- _What you need to do_
Switch "one dot" to "a single point" everywhere in the lines below, changing nothing else. Leave the pictures out of your answer.

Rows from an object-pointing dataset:
[BEGIN]

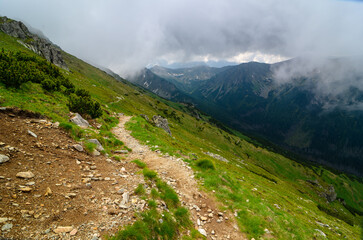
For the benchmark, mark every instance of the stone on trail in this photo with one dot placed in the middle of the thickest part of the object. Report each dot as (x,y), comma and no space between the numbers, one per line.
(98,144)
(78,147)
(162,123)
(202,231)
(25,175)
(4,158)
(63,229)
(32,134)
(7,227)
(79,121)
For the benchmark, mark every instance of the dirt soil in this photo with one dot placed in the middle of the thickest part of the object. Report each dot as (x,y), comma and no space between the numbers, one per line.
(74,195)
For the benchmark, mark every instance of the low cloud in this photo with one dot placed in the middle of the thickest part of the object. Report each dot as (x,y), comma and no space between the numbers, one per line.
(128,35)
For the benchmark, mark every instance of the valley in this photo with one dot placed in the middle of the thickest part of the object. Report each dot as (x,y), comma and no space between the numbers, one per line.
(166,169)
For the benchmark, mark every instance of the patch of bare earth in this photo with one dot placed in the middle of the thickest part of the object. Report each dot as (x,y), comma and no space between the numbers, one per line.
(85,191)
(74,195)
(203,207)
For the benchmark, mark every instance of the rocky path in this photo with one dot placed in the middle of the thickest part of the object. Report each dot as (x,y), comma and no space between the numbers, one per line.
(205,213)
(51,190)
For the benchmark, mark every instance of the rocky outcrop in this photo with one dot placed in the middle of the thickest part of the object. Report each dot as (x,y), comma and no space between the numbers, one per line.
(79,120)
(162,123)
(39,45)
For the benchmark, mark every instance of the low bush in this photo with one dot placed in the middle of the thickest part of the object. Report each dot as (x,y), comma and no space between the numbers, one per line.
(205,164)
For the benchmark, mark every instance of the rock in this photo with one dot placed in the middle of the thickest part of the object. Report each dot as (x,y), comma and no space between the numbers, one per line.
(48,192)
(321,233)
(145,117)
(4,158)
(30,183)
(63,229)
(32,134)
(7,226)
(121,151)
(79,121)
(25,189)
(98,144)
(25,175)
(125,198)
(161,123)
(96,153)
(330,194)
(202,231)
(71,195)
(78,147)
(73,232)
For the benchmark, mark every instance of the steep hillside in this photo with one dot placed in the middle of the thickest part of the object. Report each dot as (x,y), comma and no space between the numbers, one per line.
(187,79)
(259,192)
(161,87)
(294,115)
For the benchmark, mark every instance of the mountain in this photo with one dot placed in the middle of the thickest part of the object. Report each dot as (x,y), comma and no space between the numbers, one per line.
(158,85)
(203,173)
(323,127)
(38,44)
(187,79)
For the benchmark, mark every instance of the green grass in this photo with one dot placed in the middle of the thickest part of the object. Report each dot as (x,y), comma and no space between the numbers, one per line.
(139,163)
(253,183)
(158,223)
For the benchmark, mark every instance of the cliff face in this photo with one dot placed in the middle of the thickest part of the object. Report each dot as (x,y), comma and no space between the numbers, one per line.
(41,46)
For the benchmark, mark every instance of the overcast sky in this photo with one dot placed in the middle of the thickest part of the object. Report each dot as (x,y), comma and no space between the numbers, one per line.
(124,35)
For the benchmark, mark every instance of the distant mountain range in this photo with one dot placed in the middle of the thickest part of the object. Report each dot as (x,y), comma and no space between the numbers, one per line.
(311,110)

[END]

- _Complete output_
For the benchmark, mark every instance of the stone on trail in this photo with a single point placed in the middle of the thickest part of the object. Report each dot as (x,y), comma and no space between the numbers, one per line.
(98,144)
(78,147)
(162,123)
(202,231)
(25,175)
(4,158)
(63,229)
(32,134)
(7,227)
(79,121)
For the benchmark, mark every instance of the dirt soil in this photo with a single point placed in the middle of the thickest part of the object. Report each dot as (x,y), comma and no space between the numbers, one per line.
(74,195)
For the benchmark, mark every instance of the low cloud in this photo with a single point placed in the middle of the thickest part of the object. Report each dot as (x,y), comma and no space between the numbers, one per line.
(128,35)
For the benchmark, mark every instance of the valley in this photo with a single point placed in the middle of the thickest part of the object. Report each dot as (x,y), comma and no space between the numbers, one per line.
(166,169)
For the benchmark, mark every instance of the patch of bare earth in this photo with a single point placed in the middle of the thickest part of the object. Report each dot as (x,y), comma and no space between the numbers, one per line.
(85,191)
(74,195)
(203,207)
For the benchmark, mark every instance of the rocky path in this photo with a single point placed in the middle of the thickest part of the object. Report each dot as (x,y), comma and no space between the numbers, one per line.
(205,213)
(51,190)
For the benchmark, mark every instance of the rocky outcrop in this photo with a single point placed in the middle of the thickest part of the object. Report each dot as (x,y), comma and no space between the numbers, one per line.
(79,120)
(162,123)
(39,45)
For the benchmark, mark every instance of the low bush in this photo with a single point placed in the middle of the thickest part of the object. Report each dot as (x,y), comma and no space between the numbers, one per line.
(205,164)
For the benchmark, mark every instance of the rock in this photo with a single point placed in the middle of the thickest part of the object. Report each dot as (x,y), comma and no space between the numbers, one per line.
(48,192)
(321,233)
(145,117)
(4,158)
(30,183)
(63,229)
(32,134)
(7,226)
(121,151)
(79,121)
(25,189)
(98,144)
(25,175)
(125,198)
(161,123)
(96,153)
(330,194)
(202,231)
(71,195)
(78,147)
(73,232)
For the benchmark, mark every instance of the steep hillside in this photo with a single point placed in the middle of the thickest part of the object. Report each dot as (x,y), comma and no space between the numbers, one per line.
(187,79)
(259,192)
(161,87)
(294,115)
For the benchmark, mark every instance of the mountain in this photo with a single point placed in the middle of the thickest part of the object. Report each dot as (x,y), comma and no space between the numbers, one per line.
(158,85)
(203,173)
(323,127)
(38,44)
(187,79)
For the benchmark, mark every instance of the green grass in this photo with a single point placed in the middle of the thickest part of the object. Report each dot as (x,y), comma and no space between the numbers, one per line.
(139,163)
(253,183)
(158,223)
For the benchmark, mark every instance of the cliff face in this photo with a single point placed in the middle of the thickest part of the object. Report each dot as (x,y), comma and no space between the numbers, one per line.
(41,46)
For the benchmark, mark every instance of the overcast sky in this photo with a single point placed in the middle of the thickest part of the object. Report each dot as (x,y), comma and no space between the numbers, one per line.
(124,35)
For the benchmark, mark every instance of the distant mountain range in this photo with a single point placed in the middle of the thickest part of the object. Report each dot as (x,y), comma and no space between the numbers, one per line.
(311,110)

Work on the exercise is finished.